(Entries taken from a collection)
_ _ _ _ _ _ _

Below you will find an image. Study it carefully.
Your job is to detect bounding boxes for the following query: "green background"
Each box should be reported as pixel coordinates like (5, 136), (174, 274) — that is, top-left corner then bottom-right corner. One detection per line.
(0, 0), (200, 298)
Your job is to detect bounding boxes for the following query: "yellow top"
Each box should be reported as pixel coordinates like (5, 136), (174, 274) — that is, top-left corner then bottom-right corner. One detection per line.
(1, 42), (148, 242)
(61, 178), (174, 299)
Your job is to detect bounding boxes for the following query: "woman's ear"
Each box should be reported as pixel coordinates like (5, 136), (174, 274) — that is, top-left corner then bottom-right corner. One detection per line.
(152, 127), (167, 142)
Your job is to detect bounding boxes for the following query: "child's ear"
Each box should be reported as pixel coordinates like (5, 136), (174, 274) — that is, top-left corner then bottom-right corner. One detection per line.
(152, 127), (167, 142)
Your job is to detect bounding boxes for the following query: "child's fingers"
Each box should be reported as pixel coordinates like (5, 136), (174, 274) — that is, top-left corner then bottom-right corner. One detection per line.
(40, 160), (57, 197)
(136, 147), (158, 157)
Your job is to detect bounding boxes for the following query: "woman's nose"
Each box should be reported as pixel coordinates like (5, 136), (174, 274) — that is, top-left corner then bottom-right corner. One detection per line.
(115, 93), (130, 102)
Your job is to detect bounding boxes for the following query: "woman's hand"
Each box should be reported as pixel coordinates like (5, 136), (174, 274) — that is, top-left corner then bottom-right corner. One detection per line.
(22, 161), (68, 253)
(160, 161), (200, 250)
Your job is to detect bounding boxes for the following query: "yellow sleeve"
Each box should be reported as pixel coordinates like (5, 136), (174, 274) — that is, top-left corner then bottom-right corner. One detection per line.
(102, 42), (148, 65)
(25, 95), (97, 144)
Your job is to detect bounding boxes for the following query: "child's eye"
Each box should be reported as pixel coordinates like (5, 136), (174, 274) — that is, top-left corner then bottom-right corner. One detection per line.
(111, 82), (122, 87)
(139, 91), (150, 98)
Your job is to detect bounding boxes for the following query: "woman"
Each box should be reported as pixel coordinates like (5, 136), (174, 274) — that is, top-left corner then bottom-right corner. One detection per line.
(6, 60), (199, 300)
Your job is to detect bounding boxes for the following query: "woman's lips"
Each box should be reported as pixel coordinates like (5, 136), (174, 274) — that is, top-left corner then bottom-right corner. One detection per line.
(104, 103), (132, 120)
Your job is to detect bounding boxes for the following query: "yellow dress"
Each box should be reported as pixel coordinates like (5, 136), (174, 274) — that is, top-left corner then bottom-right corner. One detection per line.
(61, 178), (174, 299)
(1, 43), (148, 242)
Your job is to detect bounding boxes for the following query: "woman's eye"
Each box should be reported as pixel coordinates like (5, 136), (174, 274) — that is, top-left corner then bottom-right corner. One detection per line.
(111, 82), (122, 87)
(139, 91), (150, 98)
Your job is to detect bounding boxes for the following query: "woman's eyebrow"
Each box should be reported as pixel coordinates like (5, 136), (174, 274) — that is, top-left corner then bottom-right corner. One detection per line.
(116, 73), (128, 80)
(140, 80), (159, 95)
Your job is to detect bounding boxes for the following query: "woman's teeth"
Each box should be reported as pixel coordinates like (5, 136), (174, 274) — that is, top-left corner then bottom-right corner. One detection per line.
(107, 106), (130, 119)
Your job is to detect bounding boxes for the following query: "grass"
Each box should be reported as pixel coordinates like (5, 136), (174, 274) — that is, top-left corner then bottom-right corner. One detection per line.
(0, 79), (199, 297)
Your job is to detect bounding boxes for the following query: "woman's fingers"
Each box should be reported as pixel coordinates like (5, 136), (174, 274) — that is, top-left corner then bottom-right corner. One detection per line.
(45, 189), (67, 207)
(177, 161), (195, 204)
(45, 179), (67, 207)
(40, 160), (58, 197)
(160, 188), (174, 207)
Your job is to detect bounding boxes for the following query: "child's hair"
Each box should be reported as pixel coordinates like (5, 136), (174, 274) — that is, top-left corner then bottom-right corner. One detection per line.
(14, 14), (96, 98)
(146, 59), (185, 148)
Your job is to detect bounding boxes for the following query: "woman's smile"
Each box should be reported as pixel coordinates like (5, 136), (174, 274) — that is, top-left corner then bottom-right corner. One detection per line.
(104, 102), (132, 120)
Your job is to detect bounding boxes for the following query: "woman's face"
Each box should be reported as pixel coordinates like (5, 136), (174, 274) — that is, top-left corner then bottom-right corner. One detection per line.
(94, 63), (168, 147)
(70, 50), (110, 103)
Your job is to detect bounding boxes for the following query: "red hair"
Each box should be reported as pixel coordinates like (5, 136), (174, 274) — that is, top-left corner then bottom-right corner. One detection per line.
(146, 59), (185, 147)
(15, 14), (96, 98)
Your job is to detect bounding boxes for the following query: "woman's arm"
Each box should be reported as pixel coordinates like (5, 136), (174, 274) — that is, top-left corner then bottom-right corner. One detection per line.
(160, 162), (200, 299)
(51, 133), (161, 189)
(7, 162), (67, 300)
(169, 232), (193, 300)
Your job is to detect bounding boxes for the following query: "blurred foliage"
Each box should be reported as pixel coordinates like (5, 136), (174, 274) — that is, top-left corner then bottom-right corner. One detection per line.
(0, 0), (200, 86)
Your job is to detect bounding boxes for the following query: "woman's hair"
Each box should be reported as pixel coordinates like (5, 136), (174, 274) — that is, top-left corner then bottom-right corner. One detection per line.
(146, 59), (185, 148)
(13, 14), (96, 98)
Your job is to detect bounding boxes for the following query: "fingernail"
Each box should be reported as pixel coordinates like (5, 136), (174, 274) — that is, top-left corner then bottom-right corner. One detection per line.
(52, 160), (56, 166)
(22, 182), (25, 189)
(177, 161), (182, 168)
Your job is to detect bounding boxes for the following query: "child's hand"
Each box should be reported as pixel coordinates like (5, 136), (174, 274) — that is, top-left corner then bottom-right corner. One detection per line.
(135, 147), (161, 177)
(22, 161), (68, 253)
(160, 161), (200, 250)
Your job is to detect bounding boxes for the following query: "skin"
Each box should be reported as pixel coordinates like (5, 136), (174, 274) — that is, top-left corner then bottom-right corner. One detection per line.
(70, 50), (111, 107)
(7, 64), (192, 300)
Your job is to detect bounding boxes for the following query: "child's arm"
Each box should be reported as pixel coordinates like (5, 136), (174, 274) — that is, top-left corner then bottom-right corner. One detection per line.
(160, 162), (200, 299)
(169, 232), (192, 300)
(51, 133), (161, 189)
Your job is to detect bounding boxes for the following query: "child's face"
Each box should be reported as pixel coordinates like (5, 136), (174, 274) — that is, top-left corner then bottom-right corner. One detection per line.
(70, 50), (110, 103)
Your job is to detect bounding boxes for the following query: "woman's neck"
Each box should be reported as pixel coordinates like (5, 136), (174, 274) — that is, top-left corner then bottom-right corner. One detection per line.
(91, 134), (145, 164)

_ _ _ _ _ _ _

> **Task requirements**
From the data above, determine how many lines hold "child", and write only the number.

> **Answer to this exercise**
7